=== Request ===
Could you repeat every one of the lines below word for word?

=== Provided data ===
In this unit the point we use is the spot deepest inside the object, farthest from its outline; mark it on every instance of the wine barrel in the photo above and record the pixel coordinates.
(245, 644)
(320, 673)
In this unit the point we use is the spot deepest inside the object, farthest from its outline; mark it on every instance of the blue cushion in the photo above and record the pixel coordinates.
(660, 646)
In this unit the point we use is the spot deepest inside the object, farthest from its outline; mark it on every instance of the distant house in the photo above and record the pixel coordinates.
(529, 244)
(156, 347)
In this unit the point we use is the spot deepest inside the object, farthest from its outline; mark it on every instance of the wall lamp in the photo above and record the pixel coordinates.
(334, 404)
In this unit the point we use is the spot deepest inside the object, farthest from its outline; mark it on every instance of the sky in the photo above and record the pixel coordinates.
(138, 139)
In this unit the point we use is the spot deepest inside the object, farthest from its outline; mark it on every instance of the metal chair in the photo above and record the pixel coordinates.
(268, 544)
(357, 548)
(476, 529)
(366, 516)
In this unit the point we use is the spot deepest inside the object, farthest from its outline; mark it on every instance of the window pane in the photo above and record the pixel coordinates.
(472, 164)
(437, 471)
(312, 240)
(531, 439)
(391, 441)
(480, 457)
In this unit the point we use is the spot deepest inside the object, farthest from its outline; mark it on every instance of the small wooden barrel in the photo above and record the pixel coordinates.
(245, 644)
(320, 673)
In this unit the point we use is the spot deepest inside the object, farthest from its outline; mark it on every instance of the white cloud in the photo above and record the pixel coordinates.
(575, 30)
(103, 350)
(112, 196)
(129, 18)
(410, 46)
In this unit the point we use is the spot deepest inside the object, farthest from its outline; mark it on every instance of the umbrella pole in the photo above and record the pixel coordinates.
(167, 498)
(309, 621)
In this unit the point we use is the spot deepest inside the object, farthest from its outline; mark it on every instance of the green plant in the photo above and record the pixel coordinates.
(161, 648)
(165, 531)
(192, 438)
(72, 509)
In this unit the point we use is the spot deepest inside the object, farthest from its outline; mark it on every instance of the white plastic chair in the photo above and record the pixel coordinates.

=== Final result ===
In this unit the point we use is the spot deepest inside the object, farthest from its outline; mark it on every instance of the wine barrel in the photo above and record the pixel coordinates.
(245, 644)
(320, 673)
In this unit the point we use is the spot deepest inside the object, farthest from its outline; mark it on every instance of the blue cushion in the photo above and record the pixel coordinates.
(660, 646)
In this unit the point we use is the spot deepest inside the object, farthest from its outline; mark it on every instance of the distant house in the photo above and record the pixel coordinates.
(529, 244)
(156, 347)
In this unit the point we use is the spot deepest inside the object, farthest from its outline; mark it on every instance of the wall lamp in the photo above and record the pixel coordinates.
(334, 404)
In this unit the point we use is the spot deepest inside the object, farthest from its outline; mark it on every instance of the sky in the photo above and record the pixel coordinates.
(138, 139)
In this unit the point we use is the spot deepest inside the object, farthest from its outline; mark it on every instance of the metal chair in the photo above and record the pixel coordinates.
(268, 544)
(357, 548)
(476, 529)
(366, 516)
In this unit the point we use is the spot deepest inside the object, farthest from its outline; mark it on every instance of the window pane in the photo above and record the pixel coordinates.
(472, 164)
(437, 471)
(312, 240)
(531, 439)
(391, 441)
(480, 457)
In this unit the point we use is the spot deepest inside the object, farthest from its outline; mark it on every instance of the small wooden barrel in the photo above and record the pixel coordinates.
(245, 644)
(320, 673)
In this unit the point we use is the spot deepest inside the object, farthest from its outline; mark it on every instance of the white cloud in the photo above and record the pixel coordinates.
(575, 30)
(103, 350)
(112, 196)
(129, 18)
(410, 46)
In this unit the point we use is the spot deepest inside the object, farthest from its outline; mark it on every instance of the umbrella pole in the photo above and record the pixel coordinates.
(167, 498)
(309, 621)
In this unit the point we use is the spot deepest inside the object, farthest from its outline; mark it on every instance of the green plant in the photo above and record the pixel coordinates.
(161, 648)
(165, 531)
(192, 438)
(72, 509)
In this unit the point we use is the spot deepest inside the object, farthest from its outline; mark it on every instance of the white plastic chair in the photo above and record the pixel coordinates.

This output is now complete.